## [WHAT IS BEING ASKED]
Without the pictures, output the records below word for word.

───── DATASET RECORDS ─────

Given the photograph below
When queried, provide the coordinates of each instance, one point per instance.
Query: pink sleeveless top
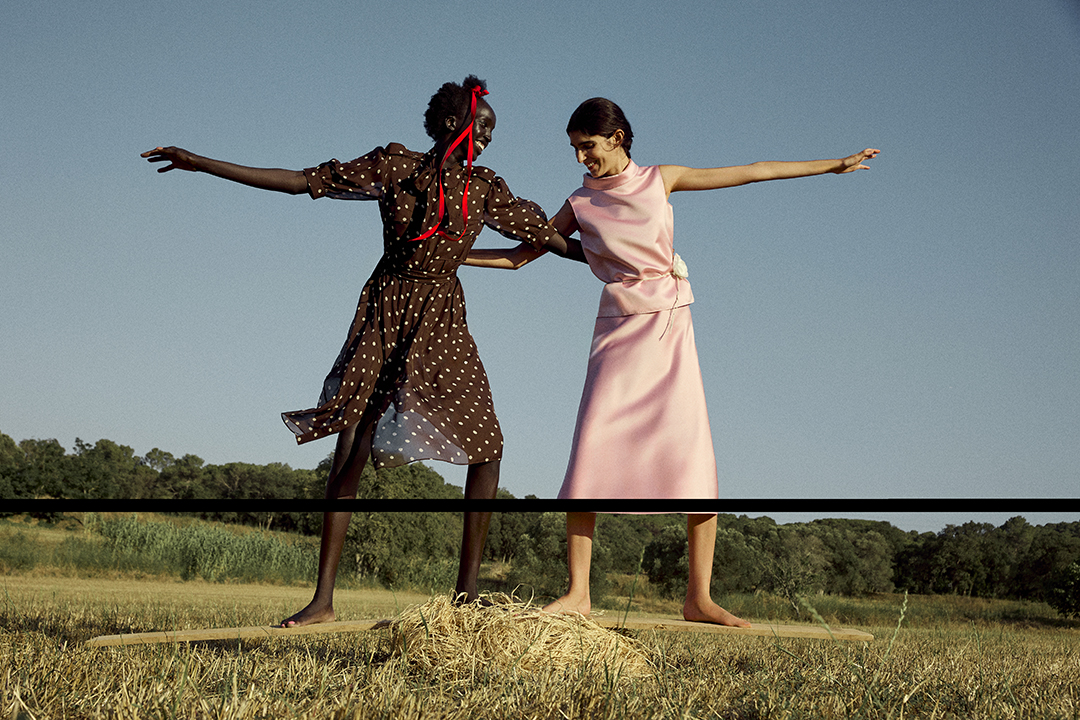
(626, 232)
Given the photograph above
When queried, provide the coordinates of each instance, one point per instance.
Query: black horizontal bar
(741, 505)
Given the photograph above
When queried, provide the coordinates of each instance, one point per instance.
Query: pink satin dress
(643, 426)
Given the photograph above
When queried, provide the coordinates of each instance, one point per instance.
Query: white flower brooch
(678, 268)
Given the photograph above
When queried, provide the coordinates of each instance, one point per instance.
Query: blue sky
(912, 330)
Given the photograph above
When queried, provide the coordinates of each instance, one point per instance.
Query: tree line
(1016, 560)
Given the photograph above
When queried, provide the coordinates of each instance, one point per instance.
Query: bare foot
(569, 605)
(313, 613)
(710, 612)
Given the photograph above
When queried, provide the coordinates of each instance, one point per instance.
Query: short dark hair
(451, 100)
(598, 116)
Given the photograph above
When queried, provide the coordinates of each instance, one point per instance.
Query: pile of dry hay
(461, 639)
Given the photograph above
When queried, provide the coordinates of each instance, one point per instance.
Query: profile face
(601, 155)
(483, 125)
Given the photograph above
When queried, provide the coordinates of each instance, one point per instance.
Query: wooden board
(814, 632)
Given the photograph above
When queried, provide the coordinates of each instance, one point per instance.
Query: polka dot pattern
(409, 358)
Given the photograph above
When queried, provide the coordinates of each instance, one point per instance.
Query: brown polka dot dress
(409, 362)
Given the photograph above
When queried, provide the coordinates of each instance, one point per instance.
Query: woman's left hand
(855, 162)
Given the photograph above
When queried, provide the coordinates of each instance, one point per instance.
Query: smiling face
(483, 125)
(601, 155)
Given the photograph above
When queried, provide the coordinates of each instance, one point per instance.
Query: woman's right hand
(178, 159)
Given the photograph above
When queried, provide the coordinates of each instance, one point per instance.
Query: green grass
(934, 657)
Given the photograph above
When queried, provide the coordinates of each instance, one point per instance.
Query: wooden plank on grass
(235, 633)
(815, 632)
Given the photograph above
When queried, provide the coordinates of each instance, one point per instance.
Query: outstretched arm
(677, 177)
(512, 258)
(265, 178)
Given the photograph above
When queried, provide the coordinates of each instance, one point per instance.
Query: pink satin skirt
(643, 426)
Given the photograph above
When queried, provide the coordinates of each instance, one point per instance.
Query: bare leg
(481, 484)
(349, 460)
(579, 556)
(699, 606)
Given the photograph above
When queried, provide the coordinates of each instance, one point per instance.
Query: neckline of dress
(607, 182)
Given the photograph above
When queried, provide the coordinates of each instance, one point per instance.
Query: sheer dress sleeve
(514, 217)
(356, 179)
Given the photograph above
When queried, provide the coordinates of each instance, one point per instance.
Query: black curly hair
(451, 100)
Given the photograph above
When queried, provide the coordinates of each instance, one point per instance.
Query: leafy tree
(794, 569)
(11, 461)
(540, 567)
(43, 470)
(665, 560)
(177, 478)
(1065, 592)
(107, 470)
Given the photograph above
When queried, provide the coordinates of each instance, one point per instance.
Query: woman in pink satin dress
(643, 426)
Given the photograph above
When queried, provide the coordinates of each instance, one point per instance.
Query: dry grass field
(946, 668)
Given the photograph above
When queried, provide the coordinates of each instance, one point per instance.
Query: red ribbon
(477, 92)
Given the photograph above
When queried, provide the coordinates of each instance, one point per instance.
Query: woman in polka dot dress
(408, 383)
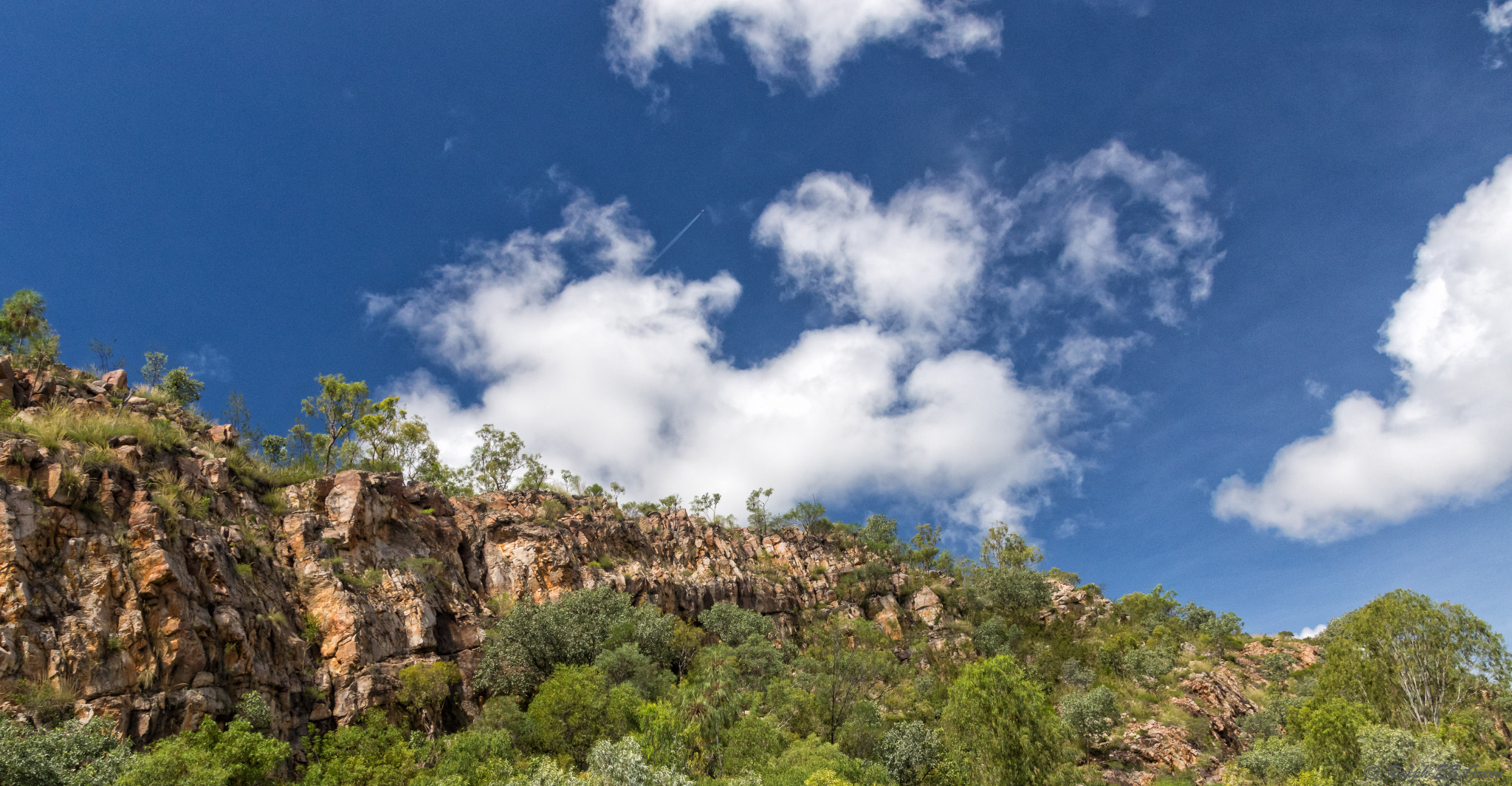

─────

## [OUTPUT]
Given the photograph below
When queried, provide the coordinates of each instance, one point per instance.
Query: pink sleeveless top
(626, 232)
Given the photograph above
When queried, provide the coordinates of each instance, one point per instance.
Query: black horizontal bar
(741, 505)
Given the photograph above
When queried, provide the coordinates of each instance, one point per instance.
Query: pink satin dress
(643, 426)
Given the photograph above
When queried, provide the coordinates of each instance, one point per instance.
Query: white flower brooch
(678, 268)
Given the photograph above
When queried, provide the coordinates of each instance, one point per instance.
Query: blue sky
(912, 330)
Given the photograph above
When queried, provide the coordinates of each instance, one point per instance.
Query: tree line
(1016, 560)
Given the photograph above
When queried, provide the coordinates of each instance, one point per instance.
Query: bare foot
(569, 605)
(313, 613)
(710, 612)
Given the photograph above
When queried, provide the coordinates of each instance, one point per instance.
Query: short dark hair
(451, 100)
(598, 116)
Given the photograph above
When queried, provide the coordinates of each instance, one point per instance.
Query: pile of dry hay
(461, 639)
Given the photograph above
When queried, provide the coordinates of each instance, one point per instance.
Query: profile face
(601, 155)
(483, 125)
Given the photograph above
When queried, provide the coordinates of each instance, one point per instance.
Query: wooden board
(814, 632)
Given the photograph above
When queried, provide the coordinates of each instance, one point per instance.
Query: polka dot pattern
(409, 358)
Given the photograph above
When queried, provide the coordinates of each instance, one point per instance.
Query: brown polka dot dress
(409, 362)
Given the photograph above
When queried, provide the coordinates of each instance, one point per instance.
Query: woman's left hand
(855, 162)
Given the photograph above
When queried, provide the coordinates of each instance, one point per instance.
Query: smiling face
(483, 125)
(601, 155)
Given the photograph above
When queried, provide the coordinates of each instance, one point per instance.
Query: woman's right hand
(178, 159)
Given the photograph above
When queried, provide the coordinates of each instance, one point per instance.
Query: green grass
(934, 657)
Given the photograph above
When queried, provide the coordinates of each instance, one point per instance.
Query: wooden plank on grass
(235, 633)
(815, 632)
Given the photograph above
When queried, provide the coordinates of each instance, one point per instance.
Query: outstretched arm
(677, 177)
(512, 258)
(265, 178)
Given the photograph above
When queried, provide the coordinates of each instance, one point per instance.
Query: pink satin skirt
(643, 426)
Given the photograph above
When queried, provide the coordinates of each instance, one point per instance.
Query: bare leg
(481, 484)
(349, 460)
(579, 556)
(699, 606)
Given the photograph above
When queried, provide the coordinates of each instance, one point per instance.
Query: neckline of dress
(607, 182)
Given the photograph above
When queried, provide the coordinates of each instance, one point per instance.
Query: sheer dress sleeve
(514, 217)
(356, 179)
Given the photograph above
When queried, provide the coordinates of each instance, one point per instance.
Query: black curly hair
(451, 100)
Given the photograph above
When queried, provide the coordinates of each instance, one point per instance.
Query: leafy tree
(794, 569)
(11, 461)
(540, 567)
(43, 470)
(665, 560)
(177, 478)
(1065, 592)
(107, 470)
Given the photograph above
When queried, provide the coordinates of each instance, one point per instance.
Query: woman in pink satin dress
(643, 426)
Given the photograph above
When queried, provide the coordinates of each instance, one point per instance.
Query: dry grass field
(946, 668)
Given the photograph above
When queried, provide the coordinates of each instance, one point per instance.
Query: red ribbon
(477, 92)
Given the photograph above
When queried, provide the coordinates of each instance, one point per instance.
Query: woman in polka dot dress
(408, 383)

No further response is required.